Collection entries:
■ ■ ■ ■ ■

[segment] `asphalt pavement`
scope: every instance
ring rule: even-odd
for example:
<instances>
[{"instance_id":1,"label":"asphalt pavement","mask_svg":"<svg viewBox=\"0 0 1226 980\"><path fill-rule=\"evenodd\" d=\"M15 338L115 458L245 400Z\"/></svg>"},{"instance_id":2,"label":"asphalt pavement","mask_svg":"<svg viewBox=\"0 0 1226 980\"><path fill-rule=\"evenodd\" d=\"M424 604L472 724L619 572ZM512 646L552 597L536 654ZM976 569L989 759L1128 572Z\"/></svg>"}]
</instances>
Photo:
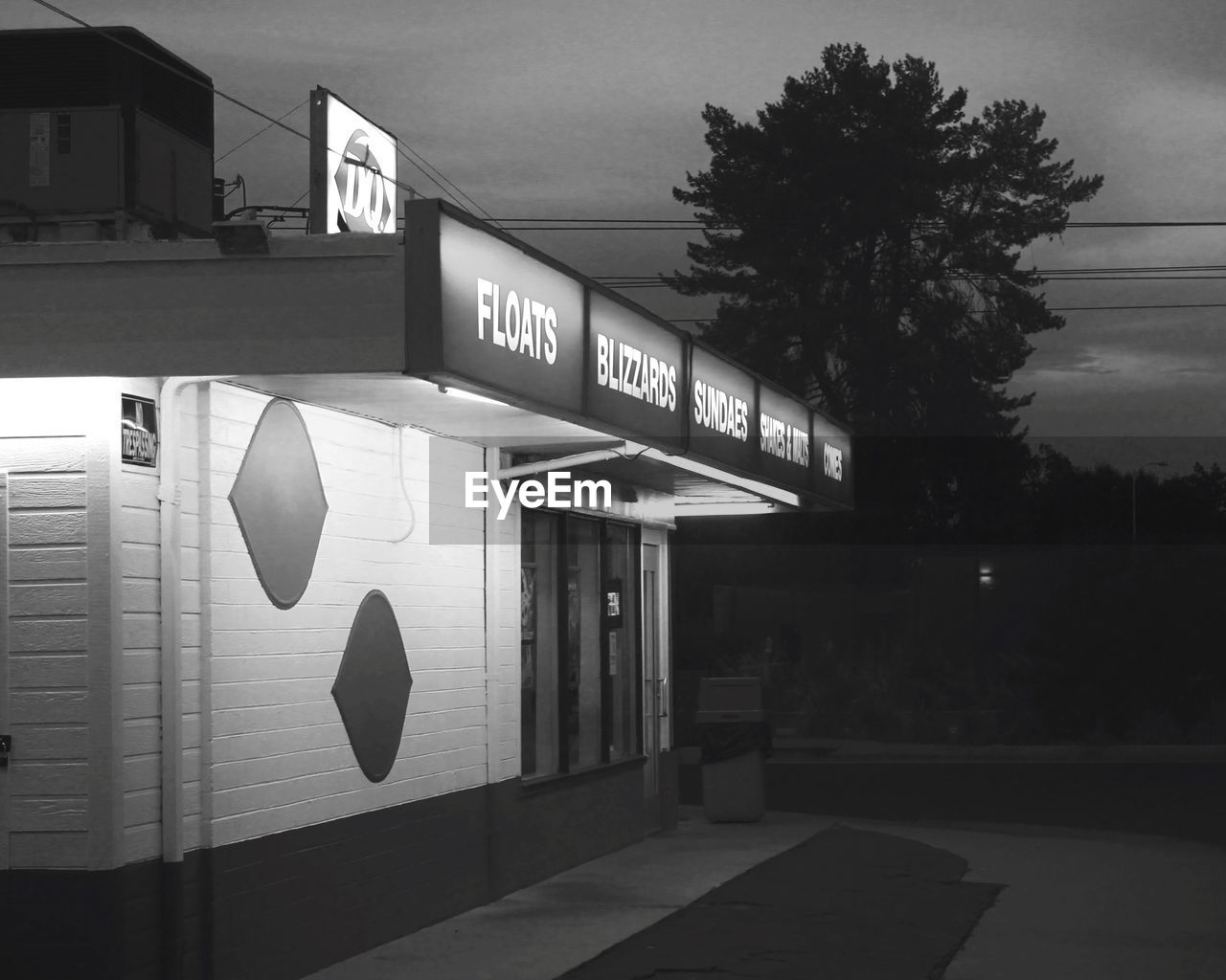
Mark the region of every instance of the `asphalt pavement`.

■ ■ ■ ■ ■

Please put the lines of the material above into a numbered list, skipping any blank lines and leaving out the pictures.

### ANSWER FOR THE TASK
1. [segment] `asphalt pavement`
2. scope: every instance
3. ring rule: even-odd
4. for example:
5. <instances>
6. [{"instance_id":1,"label":"asphalt pavement","mask_svg":"<svg viewBox=\"0 0 1226 980\"><path fill-rule=\"evenodd\" d=\"M15 338L115 458L245 400Z\"/></svg>"},{"instance_id":2,"label":"asphalt pavement","mask_svg":"<svg viewBox=\"0 0 1226 980\"><path fill-rule=\"evenodd\" d=\"M424 604L472 724L619 572ZM512 646L552 597L536 654ZM976 569L989 759L1128 572Z\"/></svg>"}]
7. </instances>
8. Photo:
9. Mark the region of every instance of the `asphalt pavement`.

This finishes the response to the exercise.